[EXCERPT]
----

使用hashlib在Python 3中计算文件的md5摘要

Question

With python 2.7 the following code computes the mD5 hexdigest of the content of a file.

(EDIT: well, not really as answers have shown, I just thought so).

import hashlib

def md5sum(filename):
    f = open(filename, mode='rb')
    d = hashlib.md5()
    for buf in f.read(128):
        d.update(buf)
    return d.hexdigest()

Now if I run that code using python3 it raise a TypeError Exception:

    d.update(buf)
TypeError: object supporting the buffer API required

I figured out that I could make that code run with both python2 and python3 changing it to:

def md5sum(filename):
    f = open(filename, mode='r')
    d = hashlib.md5()
    for buf in f.read(128):
        d.update(buf.encode())
    return d.hexdigest()

Now I still wonder why the original code stopped working. It seems that when opening a file using the binary mode modifier it returns integers instead of strings encoded as bytes (I say that because type(buf) returns int). Is this behavior explained somewhere ?

Answer 1

I think you wanted the for-loop to make successive calls to f.read(128) . That can be done using iter() and functools.partial() :

import hashlib
from functools import partial

def md5sum(filename):
    with open(filename, mode='rb') as f:
        d = hashlib.md5()
        for buf in iter(partial(f.read, 128), b''):
            d.update(buf)
    return d.hexdigest()

print(md5sum('utils.py'))

Answer 2

for buf in f.read(128):
  d.update(buf)

.. updates the hash sequentially with each of the first 128 bytes values of the file. Since iterating over a bytes produces int objects, you get the following calls which cause the error you encountered in Python3.

d.update(97)
d.update(98)
d.update(99)
d.update(100)

which is not what you want.

Instead, you want:

def md5sum(filename):
  with open(filename, mode='rb') as f:
    d = hashlib.md5()
    while True:
      buf = f.read(4096) # 128 is smaller than the typical filesystem block
      if not buf:
        break
      d.update(buf)
    return d.hexdigest()

Answer 3

I finally changed my code to the version below (that I find easy to understand) after asking the question. But I will probably change it to the version suggested by Raymond Hetting unsing functools.partial.

import hashlib

def chunks(filename, chunksize):
    f = open(filename, mode='rb')
    buf = "Let's go"
    while len(buf):
        buf = f.read(chunksize)
        yield buf

def md5sum(filename):
    d = hashlib.md5()
    for buf in chunks(filename, 128):
        d.update(buf)
    return d.hexdigest()

----

[INPUT DATA]
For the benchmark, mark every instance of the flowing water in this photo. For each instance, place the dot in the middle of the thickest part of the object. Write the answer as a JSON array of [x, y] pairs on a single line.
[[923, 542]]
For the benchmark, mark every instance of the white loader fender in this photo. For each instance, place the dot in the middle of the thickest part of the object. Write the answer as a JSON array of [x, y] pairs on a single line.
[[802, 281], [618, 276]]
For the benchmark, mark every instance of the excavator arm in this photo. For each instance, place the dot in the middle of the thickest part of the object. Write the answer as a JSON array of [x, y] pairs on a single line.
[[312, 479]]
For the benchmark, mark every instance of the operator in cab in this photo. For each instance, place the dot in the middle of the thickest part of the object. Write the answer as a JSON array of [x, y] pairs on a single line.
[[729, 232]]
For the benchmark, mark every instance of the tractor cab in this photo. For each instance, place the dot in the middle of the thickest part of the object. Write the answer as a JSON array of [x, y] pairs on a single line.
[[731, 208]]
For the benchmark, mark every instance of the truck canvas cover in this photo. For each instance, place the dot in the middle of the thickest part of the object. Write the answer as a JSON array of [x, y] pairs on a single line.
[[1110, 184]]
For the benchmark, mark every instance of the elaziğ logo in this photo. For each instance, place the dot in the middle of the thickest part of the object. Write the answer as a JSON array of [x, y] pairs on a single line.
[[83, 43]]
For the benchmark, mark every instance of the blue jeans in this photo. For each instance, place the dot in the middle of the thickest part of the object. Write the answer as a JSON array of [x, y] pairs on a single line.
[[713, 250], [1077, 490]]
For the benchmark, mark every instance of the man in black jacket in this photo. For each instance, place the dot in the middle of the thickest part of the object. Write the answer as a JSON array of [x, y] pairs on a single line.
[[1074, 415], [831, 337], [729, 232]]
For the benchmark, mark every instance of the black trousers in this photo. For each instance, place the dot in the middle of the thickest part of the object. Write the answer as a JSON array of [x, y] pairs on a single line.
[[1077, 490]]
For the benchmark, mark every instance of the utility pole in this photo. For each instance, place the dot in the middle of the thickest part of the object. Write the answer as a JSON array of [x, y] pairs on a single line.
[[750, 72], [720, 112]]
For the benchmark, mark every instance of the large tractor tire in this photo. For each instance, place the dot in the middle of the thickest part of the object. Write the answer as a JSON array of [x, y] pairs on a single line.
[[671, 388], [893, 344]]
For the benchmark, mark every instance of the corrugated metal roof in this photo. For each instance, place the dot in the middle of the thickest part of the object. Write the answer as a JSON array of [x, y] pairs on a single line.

----

[WHAT TO WORK ON]
1: In the MD5 thread, list the integer values that Answer 2 shows being passed to d.update.
2: Reproduce everything in the listing from its first line down to the line containing "[[729, 232]]", with both ends included.

[RESPONSES PER TASK]
1: 97, 98, 99, 100

2:
For the benchmark, mark every instance of the flowing water in this photo. For each instance, place the dot in the middle of the thickest part of the object. Write the answer as a JSON array of [x, y] pairs on a single line.
[[923, 542]]
For the benchmark, mark every instance of the white loader fender in this photo. For each instance, place the dot in the middle of the thickest part of the object. Write the answer as a JSON array of [x, y] pairs on a single line.
[[802, 281], [618, 276]]
For the benchmark, mark every instance of the excavator arm in this photo. For each instance, place the dot in the middle of the thickest part of the object. Write the answer as a JSON array of [x, y] pairs on a single line.
[[312, 479]]
For the benchmark, mark every instance of the operator in cab in this photo. For each instance, place the dot in the middle of the thickest part of the object. Write the answer as a JSON array of [x, y] pairs on a single line.
[[729, 232]]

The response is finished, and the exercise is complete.